## Start Article

Physical characteristics
- Source: North Harmony State Forest
- • location: near French Creek, New York, Chautauqua County, New York
- • coordinates: 42°06′14″N 79°31′52″W﻿ / ﻿42.10389°N 79.53111°W
- • elevation: 1,737 ft (529 m)
- Mouth: Allegheny River
- • location: Franklin, Pennsylvania
- • coordinates: 41°23′30″N 79°49′13″W﻿ / ﻿41.39167°N 79.82028°W
- • elevation: 961 ft (293 m)
- Length: 117 mi (188 km)
- Basin size: 1,270 sq mi (3,300 km^{2})
- • location: Utica
- • average: 2,019 cu ft/s (57.2 m^{3}/s)

Basin features
- • left: Alder Bottom Creek Beaver Meadow Brook Herrick Creek Hubbel Run Alder Run South Branch French Creek Muddy Creek Mohawk Run Gravel Run Woodcock Creek Shellhammer Hollow Bennyhoof Creek Mill Run Little Sugar Creek Powdermill Run McCune Run Sugar Creek Patchel Run
- • right: Black Brook West Branch French Creek Lake Pleasant Outlet Wheeler Creek LeBoeuf Creek Campbell Run Conneauttee Creek Foulk Run North Deer Creek Mill Creek

= French Creek (Allegheny River tributary) =

French Creek (also known as the Venango River) is a tributary of the Allegheny River in northwestern Pennsylvania and western New York in the United States.

## End Article
## Start Dataset extract

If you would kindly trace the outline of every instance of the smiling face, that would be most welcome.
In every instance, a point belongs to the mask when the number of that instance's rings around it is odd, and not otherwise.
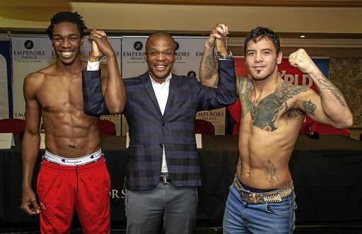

## End Dataset extract

:: What this exercise asks ::
1. Answer these questions using the French Creek text:
(a) Into which river does French Creek flow, and in what town is its mouth located?
(b) How long is French Creek?
(c) What other name is French Creek known by?
2. Transcribe the French Creek text, starting at "- Basin size: 1,270" and ending at "the United States.".

:: Full solutions ::
1.
(a) The Allegheny River, at Franklin, Pennsylvania.
(b) 117 mi (188 km).
(c) The Venango River.

2.
- Basin size: 1,270 sq mi (3,300 km^{2})
- • location: Utica
- • average: 2,019 cu ft/s (57.2 m^{3}/s)

Basin features
- • left: Alder Bottom Creek Beaver Meadow Brook Herrick Creek Hubbel Run Alder Run South Branch French Creek Muddy Creek Mohawk Run Gravel Run Woodcock Creek Shellhammer Hollow Bennyhoof Creek Mill Run Little Sugar Creek Powdermill Run McCune Run Sugar Creek Patchel Run
- • right: Black Brook West Branch French Creek Lake Pleasant Outlet Wheeler Creek LeBoeuf Creek Campbell Run Conneauttee Creek Foulk Run North Deer Creek Mill Creek

= French Creek (Allegheny River tributary) =

French Creek (also known as the Venango River) is a tributary of the Allegheny River in northwestern Pennsylvania and western New York in the United States.